:: What is expected ::
Please return every line in the records below that contains the word "each".

:: Supplied information ::
>> Start
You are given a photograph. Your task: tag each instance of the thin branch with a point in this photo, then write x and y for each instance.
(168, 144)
>> End
>> Start
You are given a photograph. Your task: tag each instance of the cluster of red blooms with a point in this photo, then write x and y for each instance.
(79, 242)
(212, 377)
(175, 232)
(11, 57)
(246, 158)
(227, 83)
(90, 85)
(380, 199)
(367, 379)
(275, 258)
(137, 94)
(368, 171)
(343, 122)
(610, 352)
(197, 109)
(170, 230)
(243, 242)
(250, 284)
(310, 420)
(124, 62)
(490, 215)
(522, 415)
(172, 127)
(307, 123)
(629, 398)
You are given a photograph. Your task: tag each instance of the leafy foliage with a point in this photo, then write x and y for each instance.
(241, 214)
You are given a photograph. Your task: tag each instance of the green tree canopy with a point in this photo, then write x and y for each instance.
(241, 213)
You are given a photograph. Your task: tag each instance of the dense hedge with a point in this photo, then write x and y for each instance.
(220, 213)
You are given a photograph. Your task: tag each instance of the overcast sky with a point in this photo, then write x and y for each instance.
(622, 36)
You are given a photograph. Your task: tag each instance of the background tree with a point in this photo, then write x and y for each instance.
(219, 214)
>> End
:: Solution ::
You are given a photograph. Your task: tag each instance of the thin branch with a point in this photo, then write x and y for each instance.
You are given a photograph. Your task: tag each instance of the cluster of red blooms with a point in this photo, then write x and y for each instance.
You are given a photograph. Your task: tag each instance of the leafy foliage with a point in this photo, then write x and y for each instance.
You are given a photograph. Your task: tag each instance of the green tree canopy with a point in this photo, then write x and y for each instance.
You are given a photograph. Your task: tag each instance of the dense hedge with a point in this photo, then write x and y for each instance.
You are given a photograph. Your task: tag each instance of the overcast sky with a point in this photo, then write x and y for each instance.
You are given a photograph. Your task: tag each instance of the background tree with a point in this photo, then write x and y for each instance.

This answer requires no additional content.